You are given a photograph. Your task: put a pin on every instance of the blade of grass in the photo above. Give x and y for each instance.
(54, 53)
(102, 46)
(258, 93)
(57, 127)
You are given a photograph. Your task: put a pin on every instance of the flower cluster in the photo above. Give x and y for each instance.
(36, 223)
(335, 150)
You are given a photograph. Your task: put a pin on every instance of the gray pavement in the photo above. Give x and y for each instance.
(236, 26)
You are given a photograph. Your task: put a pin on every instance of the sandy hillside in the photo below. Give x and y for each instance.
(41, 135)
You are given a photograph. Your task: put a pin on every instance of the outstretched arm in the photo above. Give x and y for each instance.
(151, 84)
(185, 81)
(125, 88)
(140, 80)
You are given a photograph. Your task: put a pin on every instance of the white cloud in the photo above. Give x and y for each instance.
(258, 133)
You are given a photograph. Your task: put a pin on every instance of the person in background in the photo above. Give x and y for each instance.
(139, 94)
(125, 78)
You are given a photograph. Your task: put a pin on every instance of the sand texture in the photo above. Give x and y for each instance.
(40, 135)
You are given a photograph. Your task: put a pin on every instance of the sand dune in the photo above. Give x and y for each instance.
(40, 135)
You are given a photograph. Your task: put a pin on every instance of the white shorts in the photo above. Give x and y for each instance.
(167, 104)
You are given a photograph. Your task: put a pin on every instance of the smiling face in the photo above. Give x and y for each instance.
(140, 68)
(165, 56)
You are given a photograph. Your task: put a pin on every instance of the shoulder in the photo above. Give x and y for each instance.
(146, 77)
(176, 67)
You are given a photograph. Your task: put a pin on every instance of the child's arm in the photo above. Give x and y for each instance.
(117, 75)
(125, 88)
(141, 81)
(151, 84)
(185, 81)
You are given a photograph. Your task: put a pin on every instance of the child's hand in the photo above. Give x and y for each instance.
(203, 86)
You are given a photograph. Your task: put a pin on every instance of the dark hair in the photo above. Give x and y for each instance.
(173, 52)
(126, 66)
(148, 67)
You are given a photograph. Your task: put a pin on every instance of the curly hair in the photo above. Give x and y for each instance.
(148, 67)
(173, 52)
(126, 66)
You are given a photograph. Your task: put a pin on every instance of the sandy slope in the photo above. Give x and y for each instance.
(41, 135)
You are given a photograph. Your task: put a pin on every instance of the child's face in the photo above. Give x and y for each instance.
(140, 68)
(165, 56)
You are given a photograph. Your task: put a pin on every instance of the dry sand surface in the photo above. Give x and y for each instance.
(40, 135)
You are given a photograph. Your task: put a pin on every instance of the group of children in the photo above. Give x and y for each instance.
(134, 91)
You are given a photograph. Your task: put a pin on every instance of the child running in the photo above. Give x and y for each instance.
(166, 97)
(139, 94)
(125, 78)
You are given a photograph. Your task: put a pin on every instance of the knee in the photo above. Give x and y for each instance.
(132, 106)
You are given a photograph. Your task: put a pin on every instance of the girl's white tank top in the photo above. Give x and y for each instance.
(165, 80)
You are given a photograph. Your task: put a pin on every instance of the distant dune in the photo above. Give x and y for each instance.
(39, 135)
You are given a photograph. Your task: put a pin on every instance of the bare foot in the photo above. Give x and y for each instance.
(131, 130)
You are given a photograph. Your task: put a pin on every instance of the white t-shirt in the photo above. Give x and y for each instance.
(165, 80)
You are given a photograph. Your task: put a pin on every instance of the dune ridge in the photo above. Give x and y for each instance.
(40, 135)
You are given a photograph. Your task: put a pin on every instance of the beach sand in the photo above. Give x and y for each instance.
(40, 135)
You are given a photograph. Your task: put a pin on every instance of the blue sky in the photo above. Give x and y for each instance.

________

Görev Koşulları:
Yukarıdaki veride "of the beach" ifadesini içeren satırdan verinin sonuna kadar, her iki uç da dâhil olmak üzere, tüm satırları eksiksiz yeniden yazın. Bu sırada yalnızca yanıtlardaki koordinat değerlerini 1,25 ile çarpın ve tam sayıya yuvarlayın; buçuklu sonuçları yukarı yuvarlayın.

Tamamlanmış Görev:
You are given a photograph. Your task: put a pin on every instance of the beach sand in the photo above. Give x and y for each instance.
(50, 169)
You are given a photograph. Your task: put a pin on every instance of the blue sky in the photo above. Give x and y for each instance.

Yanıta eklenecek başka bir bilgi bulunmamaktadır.